**Record extracts:**
============

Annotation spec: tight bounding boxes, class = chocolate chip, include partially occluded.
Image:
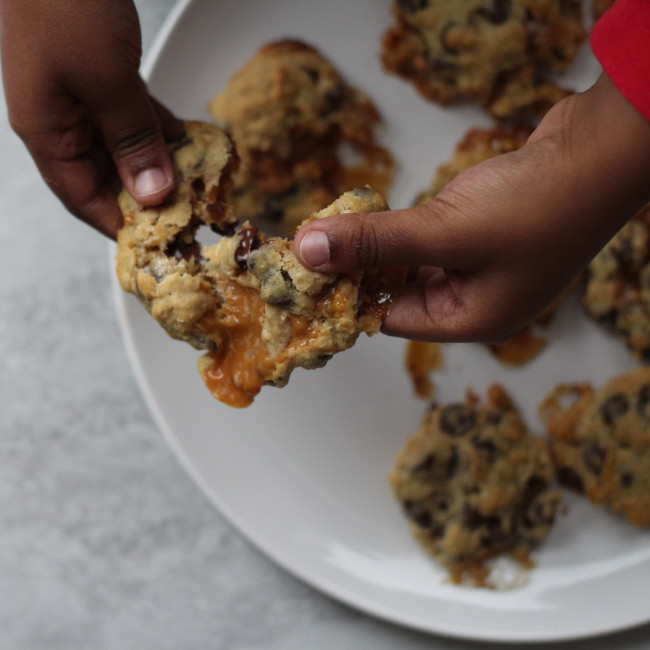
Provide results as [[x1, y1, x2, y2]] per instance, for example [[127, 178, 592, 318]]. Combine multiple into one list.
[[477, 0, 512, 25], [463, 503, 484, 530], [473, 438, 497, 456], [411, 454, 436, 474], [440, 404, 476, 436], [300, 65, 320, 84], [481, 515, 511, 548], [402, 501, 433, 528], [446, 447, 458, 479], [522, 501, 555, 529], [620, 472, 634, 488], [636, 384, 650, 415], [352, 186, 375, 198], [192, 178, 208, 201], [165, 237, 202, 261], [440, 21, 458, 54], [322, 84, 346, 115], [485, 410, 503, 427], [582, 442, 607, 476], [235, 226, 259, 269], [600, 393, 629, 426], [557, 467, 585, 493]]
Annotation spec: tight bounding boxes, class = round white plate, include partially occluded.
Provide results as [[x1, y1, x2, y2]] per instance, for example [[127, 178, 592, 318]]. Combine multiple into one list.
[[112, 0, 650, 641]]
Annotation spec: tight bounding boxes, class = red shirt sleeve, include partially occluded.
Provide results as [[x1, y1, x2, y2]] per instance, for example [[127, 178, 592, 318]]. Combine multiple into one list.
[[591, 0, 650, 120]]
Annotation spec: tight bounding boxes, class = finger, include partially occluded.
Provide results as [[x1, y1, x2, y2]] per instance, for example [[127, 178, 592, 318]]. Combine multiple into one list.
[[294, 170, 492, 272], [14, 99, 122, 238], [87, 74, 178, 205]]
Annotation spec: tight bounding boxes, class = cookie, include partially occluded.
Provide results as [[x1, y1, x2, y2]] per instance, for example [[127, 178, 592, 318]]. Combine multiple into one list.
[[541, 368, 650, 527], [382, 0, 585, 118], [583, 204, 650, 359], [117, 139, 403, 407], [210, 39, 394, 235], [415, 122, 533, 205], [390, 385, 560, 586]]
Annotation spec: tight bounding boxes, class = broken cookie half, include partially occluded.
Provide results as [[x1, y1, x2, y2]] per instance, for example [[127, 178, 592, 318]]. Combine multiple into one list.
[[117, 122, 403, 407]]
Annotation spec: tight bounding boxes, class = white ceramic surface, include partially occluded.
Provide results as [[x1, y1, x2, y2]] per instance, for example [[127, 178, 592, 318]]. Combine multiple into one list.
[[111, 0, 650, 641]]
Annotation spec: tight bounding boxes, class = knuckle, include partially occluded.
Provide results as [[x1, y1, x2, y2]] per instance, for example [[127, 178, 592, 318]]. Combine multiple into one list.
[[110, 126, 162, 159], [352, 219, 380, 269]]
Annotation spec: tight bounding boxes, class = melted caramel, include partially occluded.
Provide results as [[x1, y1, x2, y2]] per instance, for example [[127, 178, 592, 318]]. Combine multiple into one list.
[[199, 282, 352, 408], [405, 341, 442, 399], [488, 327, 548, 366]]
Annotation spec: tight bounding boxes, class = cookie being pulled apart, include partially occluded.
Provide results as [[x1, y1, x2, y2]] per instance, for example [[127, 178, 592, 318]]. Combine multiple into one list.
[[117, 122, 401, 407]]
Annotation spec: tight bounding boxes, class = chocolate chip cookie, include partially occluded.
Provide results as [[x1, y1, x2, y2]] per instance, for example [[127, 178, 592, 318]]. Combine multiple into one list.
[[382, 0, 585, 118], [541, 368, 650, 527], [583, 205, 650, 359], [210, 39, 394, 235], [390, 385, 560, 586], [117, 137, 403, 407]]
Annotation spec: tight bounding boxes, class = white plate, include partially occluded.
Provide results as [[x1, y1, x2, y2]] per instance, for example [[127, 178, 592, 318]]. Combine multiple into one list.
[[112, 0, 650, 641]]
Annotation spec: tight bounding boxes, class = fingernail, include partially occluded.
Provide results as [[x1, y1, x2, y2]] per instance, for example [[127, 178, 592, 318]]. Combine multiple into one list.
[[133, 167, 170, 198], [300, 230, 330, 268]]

============

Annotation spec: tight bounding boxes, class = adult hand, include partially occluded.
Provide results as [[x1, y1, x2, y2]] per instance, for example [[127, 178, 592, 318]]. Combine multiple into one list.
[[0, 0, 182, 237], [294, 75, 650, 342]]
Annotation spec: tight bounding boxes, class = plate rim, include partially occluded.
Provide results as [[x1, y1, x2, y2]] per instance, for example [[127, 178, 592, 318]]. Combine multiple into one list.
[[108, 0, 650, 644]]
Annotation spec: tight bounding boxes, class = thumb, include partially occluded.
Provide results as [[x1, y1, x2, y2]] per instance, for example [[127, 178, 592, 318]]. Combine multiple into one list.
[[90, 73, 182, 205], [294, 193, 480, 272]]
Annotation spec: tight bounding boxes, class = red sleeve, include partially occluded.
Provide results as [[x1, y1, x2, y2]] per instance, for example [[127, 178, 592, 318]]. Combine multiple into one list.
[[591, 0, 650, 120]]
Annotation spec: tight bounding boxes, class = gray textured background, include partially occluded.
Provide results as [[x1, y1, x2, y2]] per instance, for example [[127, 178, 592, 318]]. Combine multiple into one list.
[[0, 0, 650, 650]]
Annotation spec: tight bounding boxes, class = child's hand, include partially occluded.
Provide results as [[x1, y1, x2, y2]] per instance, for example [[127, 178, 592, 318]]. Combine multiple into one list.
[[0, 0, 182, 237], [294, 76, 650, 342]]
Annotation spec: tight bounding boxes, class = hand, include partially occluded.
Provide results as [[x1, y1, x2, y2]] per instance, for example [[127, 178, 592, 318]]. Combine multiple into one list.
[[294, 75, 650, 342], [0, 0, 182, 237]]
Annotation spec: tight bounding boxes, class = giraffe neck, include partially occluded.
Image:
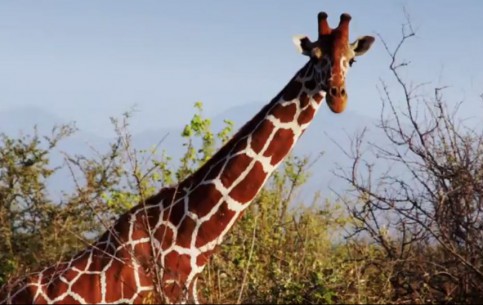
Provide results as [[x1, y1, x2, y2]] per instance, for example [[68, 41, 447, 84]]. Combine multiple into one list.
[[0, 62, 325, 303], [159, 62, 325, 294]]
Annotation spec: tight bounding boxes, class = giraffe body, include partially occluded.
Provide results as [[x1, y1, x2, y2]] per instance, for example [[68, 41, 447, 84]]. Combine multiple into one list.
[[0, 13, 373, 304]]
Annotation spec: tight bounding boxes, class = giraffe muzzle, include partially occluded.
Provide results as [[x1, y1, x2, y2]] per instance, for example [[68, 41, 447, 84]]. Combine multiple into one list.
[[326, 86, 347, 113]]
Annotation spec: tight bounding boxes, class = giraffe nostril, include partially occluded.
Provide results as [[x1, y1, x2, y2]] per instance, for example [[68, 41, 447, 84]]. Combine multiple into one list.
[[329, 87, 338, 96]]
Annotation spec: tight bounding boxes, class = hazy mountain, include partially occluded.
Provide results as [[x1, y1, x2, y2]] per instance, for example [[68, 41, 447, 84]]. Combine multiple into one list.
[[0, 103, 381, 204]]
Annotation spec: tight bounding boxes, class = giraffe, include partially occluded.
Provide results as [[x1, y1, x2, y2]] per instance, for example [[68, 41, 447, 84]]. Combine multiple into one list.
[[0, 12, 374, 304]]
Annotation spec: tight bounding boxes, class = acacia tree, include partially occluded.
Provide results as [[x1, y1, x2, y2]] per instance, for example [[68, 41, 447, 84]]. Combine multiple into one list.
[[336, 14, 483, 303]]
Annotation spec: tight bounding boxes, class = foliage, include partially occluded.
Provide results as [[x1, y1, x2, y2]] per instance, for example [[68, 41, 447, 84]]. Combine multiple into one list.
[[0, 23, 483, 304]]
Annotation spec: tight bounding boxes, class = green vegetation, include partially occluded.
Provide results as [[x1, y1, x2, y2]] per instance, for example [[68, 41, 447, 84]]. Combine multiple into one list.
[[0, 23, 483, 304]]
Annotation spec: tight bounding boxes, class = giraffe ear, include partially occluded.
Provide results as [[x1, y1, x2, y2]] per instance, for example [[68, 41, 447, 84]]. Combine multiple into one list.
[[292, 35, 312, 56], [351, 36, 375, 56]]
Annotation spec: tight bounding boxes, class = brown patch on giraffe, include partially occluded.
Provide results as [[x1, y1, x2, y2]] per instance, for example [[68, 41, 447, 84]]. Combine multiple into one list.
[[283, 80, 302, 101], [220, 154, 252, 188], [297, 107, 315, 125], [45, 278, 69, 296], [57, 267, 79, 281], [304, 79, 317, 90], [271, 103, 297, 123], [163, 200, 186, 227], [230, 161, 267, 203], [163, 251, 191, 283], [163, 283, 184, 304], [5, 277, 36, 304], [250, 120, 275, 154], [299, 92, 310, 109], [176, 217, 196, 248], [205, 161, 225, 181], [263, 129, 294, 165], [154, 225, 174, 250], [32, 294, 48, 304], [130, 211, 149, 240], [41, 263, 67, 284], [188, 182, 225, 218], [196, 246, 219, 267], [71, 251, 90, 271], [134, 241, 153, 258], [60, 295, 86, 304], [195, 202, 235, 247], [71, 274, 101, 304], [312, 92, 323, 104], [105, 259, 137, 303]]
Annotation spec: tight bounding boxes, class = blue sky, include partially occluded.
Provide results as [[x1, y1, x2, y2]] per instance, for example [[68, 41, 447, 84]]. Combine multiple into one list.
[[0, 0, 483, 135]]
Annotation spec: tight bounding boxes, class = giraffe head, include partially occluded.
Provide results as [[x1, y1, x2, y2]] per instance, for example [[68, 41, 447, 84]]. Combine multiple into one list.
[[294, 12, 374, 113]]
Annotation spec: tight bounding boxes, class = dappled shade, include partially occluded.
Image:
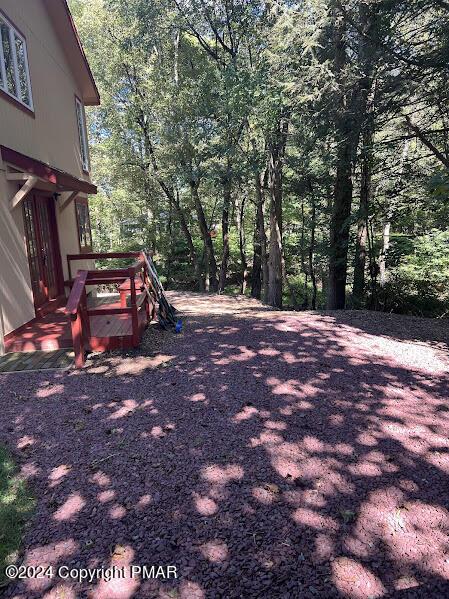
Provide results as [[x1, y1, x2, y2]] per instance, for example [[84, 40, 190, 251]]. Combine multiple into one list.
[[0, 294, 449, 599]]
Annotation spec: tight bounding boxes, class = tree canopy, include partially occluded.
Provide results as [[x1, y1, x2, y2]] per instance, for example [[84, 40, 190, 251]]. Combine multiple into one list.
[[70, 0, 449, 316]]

============

**What is needed:** Please count the lines in the rows above that contain the string "white", matching case exactly, and give only that number.

**Full response:** 3